EXERCISE OBJECTIVE: Reproduce the data below word for word, leaving out the pictures.

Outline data
================================

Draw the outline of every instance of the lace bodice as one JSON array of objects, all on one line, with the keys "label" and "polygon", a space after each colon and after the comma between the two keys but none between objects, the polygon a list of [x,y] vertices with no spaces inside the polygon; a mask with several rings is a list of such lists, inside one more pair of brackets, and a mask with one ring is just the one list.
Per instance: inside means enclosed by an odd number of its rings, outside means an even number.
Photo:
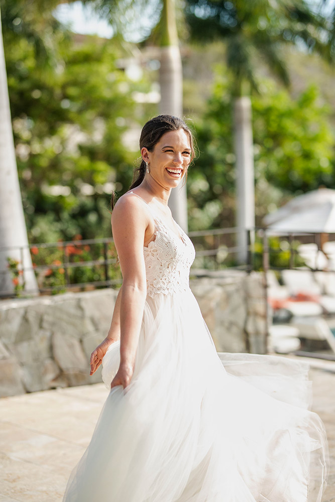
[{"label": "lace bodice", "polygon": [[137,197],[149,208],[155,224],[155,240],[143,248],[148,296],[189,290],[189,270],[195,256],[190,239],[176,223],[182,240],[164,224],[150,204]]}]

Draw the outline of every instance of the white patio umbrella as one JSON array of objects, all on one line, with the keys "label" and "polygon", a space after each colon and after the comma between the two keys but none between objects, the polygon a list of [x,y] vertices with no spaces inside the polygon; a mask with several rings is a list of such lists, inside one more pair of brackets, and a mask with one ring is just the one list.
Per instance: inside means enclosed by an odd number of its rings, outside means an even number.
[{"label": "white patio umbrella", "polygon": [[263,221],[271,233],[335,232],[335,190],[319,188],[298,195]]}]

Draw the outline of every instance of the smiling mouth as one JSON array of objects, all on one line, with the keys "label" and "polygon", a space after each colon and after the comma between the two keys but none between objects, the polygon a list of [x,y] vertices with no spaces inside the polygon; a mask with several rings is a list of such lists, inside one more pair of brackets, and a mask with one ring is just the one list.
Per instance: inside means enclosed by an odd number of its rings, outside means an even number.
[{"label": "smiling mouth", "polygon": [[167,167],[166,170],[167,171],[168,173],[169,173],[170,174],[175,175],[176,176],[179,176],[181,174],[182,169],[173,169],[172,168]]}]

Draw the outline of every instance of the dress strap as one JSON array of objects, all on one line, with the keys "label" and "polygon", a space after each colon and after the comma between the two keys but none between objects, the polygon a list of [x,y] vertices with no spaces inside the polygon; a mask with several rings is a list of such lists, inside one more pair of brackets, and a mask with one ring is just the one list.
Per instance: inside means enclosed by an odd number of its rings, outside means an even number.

================================

ANSWER FOR THE TASK:
Draw the outline of every instance of the lace bodice as one JSON array of objects, all on one line, with the keys "label" and "polygon", a space after each colon and after the comma between the two keys but none between objects, the polygon a list of [x,y] vertices with no spaces inside the polygon; a mask with several rings is a list of such lists, inside one more pair of brackets, and a mask with one ring is just the one list.
Per instance: inside means enclosed by an odd number of its rings, outside means an even number.
Photo:
[{"label": "lace bodice", "polygon": [[137,197],[149,208],[155,224],[155,240],[143,248],[148,296],[189,290],[189,270],[195,256],[190,239],[176,223],[182,240],[164,224],[150,204]]}]

Draw the outline of every instance of the white patio umbrella as one JSON array of objects, all on one line, with the keys "label" and "polygon", a space after each colon and after the comma between the two keys but none between objects, the polygon a list of [x,y] vertices with no spaces inside the polygon; a mask with several rings is a list of such lists, inside one more pair of brackets, and a mask with one ring is just the one list.
Per instance: inside means enclosed by an odd number of its rings, outside means an even number.
[{"label": "white patio umbrella", "polygon": [[263,221],[271,233],[335,232],[335,190],[319,188],[298,195]]}]

Draw the outline of every instance of the smiling mouth as one JSON array of objects, all on one line, with the keys "label" and "polygon", a space after each colon and after the comma between the two keys but none between objects, the polygon a list of [x,y] vertices with no spaces inside the polygon; a mask with several rings is a list of such lists, inside one more pair of brackets, and a mask with one ring is just the one list.
Per instance: inside means enclosed by an odd number of its rings, outside means an even number.
[{"label": "smiling mouth", "polygon": [[167,167],[166,170],[167,171],[168,173],[169,173],[170,174],[175,175],[176,176],[179,176],[181,174],[182,169],[173,169],[172,168]]}]

Draw the outline of every instance of the dress strap as one JSON array of objects, all on one line, with the keys "label" and "polygon", a space after each colon and after the comma between the two keys but none between objects, the polygon a list of [x,y] vertices with no spaces inside the polygon; a mask with several rings is a list of such lists, inside one more pair of brackets, and a mask with one ring is just the one list.
Per instance: inside means enclosed by an odd number of its rings, outside means an even number.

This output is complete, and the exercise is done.